■ **Aufgabe 1**:
Beantworte diese Fragen zum Textausschnitt über Lem und „Solaris“:
(a) Was wirft Lem der politischen Philosophie vor?
(b) Wo liegt die Forschungsstation, die Kelvin besucht?
(c) Wofür steht Kelvin nach dem Textausschnitt?
■ **Aufgabe 2**: Zähle aus dem Textausschnitt über Lem und „Solaris“ alles auf, wofür Lem den Ozean setzt.
■ **Aufgabe 3**: Setze den Textausschnitt über Lem und „Solaris“ nach seinem letzten Satz fort.

■ **Textausschnitt**:
# # #
Aber Lems Skepsis gegenüber den Totalitätsansprüchen der politischen Philosophie wächst. Sie sehe auch in dem einen Sinn, was außerhalb des Menschen existiert, kritisiert er – als ob Natur und Kosmos zur Erfüllung einer Mission da wären, die von den Menschen selbst definiert worden sei.

In „Solaris“ hat Lem diesen Gegensatz zwischen dem Öffentlichen und dem Privaten in poetischem Pessimismus beschrieben – er lässt ein ahumanes, zerstörerisches Außen auftreten, das keinen Respekt vor dem verletztlichen menschlichen Innen zeigt. Der Wissenschaftler Kelvin besucht eine Forschungsstation am Rand eines zähflüssigen Ozeans. Seine Kollegen und schnell auch er selbst werden von Figuren überrascht – Kindern, Frauen, Gegenständen, die aus den Tiefen ihres Unterbewusstseins stammen und ihnen allesamt voreinander und vor sich selbst entsetzlich peinlich sind. Kelvin merkt, dass das intelligente ozeanische Plasma mit ihnen experimentiert. Arglos, aber präzise materialisiert der Ozean ihre psychische Substanz und beginnt die Menschen damit zu zerstören. Kelvin steht für das vor der Diskreditierung flüchtende Individuum. Den Ozean setzt Lem für die Welt, für das Äußere, Objektive, für Gott und Partei, sogar – im marxistischen Sinn – für die Arbeit als Grundlage der Gesellschaftlichkeit des Menschen.
# # #
■ **Entnommenes Material**:

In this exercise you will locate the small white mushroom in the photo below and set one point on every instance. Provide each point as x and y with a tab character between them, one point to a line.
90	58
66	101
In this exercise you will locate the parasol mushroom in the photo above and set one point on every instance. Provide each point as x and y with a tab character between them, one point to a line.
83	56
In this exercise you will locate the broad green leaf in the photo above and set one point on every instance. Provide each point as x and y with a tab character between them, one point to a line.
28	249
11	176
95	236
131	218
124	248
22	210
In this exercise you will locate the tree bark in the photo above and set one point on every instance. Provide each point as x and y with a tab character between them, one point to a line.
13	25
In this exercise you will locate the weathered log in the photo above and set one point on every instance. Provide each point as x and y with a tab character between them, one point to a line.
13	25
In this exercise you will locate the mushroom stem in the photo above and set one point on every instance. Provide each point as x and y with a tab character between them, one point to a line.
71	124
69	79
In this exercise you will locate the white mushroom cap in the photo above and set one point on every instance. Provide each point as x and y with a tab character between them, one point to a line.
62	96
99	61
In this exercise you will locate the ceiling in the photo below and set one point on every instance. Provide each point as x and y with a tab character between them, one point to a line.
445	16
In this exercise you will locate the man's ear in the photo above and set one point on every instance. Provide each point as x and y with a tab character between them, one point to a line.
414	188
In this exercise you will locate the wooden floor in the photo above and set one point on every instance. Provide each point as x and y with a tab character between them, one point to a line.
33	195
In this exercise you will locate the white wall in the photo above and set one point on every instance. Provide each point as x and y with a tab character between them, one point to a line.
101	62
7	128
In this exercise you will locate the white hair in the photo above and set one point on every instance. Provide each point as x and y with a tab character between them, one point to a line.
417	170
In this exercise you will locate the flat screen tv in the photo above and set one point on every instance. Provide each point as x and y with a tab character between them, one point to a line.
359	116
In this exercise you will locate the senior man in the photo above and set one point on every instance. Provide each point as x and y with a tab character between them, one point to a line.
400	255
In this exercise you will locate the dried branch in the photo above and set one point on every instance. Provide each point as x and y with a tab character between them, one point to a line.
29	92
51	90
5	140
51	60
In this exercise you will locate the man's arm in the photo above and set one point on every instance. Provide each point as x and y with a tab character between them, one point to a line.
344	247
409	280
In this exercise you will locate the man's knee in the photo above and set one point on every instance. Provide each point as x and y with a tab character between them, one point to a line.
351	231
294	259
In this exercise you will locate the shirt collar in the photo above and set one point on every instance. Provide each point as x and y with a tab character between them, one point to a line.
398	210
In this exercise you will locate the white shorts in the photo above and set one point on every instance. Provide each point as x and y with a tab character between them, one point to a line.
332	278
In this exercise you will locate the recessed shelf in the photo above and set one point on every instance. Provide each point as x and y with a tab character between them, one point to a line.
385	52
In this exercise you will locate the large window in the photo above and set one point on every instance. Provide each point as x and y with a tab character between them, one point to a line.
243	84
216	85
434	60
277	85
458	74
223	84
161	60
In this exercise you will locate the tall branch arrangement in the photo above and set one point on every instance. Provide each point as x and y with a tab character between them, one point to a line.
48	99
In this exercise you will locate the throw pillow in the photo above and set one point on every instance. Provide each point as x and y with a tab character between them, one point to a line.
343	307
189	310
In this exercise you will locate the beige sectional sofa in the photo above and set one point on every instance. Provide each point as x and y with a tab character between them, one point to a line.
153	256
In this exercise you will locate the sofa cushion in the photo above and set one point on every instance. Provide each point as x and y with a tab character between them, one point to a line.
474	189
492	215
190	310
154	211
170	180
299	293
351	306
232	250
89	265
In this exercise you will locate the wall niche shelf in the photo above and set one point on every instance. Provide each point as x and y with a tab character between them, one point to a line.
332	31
# # #
■ **Antwort 1**:
(a) Sie sehe auch in dem einen Sinn, was außerhalb des Menschen existiert, als ob Natur und Kosmos zur Erfüllung einer Mission da wären, die von den Menschen selbst definiert worden sei.
(b) Am Rand eines zähflüssigen Ozeans.
(c) Für das vor der Diskreditierung flüchtende Individuum.

■ **Antwort 2**:
- die Welt
- das Äußere
- das Objektive
- Gott
- die Partei
- die Arbeit als Grundlage der Gesellschaftlichkeit des Menschen (im marxistischen Sinn)

■ **Antwort 3**:
Viel Feind, wenig Freund; zur Kommunikation mit dem Ozean kommt es nicht, Verständigung zwischem dem Besonderen und dem Allgemeinen ist – wie so oft bei Lem – nicht möglich. „Als Kollektiv wagen wir uns an Taten von historischem Ausmaß heran, aber diese Taten bleiben gleichsam außerhalb von uns“, kommentierte der polnische Literaturwissenschaftler Jerzy Jarzebski. Die Spaltung zwischen Subjekt und Objekt nimmt zu – ein fundamentaler philosophischer Dissens zum vulgärmarxistischen Theorem, im sozialistischen Menschen sei dieser Gegensatz aufgehoben.

Im Grunde genommen deckt sich die Frage, wieso Lem im sozialistischen Polen solche Bücher veröffentlichen konnte, mit seiner Suche danach, was Menschlichkeit eigentlich ist. Schon seit den Fünfzigern schreibt Lem immer wieder neue lebensgefährlichen Abenteuer von Springinsfelden und charmanten Chaoten, etwa von Ijon Tichy, dem Autor der „Sterntagebücher“, oder dem Piloten Pirx.

Diese Charaktere verlieren nach und nach ihre Lustigkeit; anfangs jung und lustig, werden sie allmählich ernst und schwer. Sie ventilieren die Grenzen der Naturwissenschaft, den Verfall der Sprache, die Blockade von Information. Pirx oder Professor Tarantoga stellen Fragen, die zu beantworten für die polnischen Parteitheoretiker entweder zu komplex oder zu brisant waren – ohnehin waren sie bei der unglaublichen Produktivität Lems nicht schnell genug. Oder sie stellten sich die Fragen heimlich selbst.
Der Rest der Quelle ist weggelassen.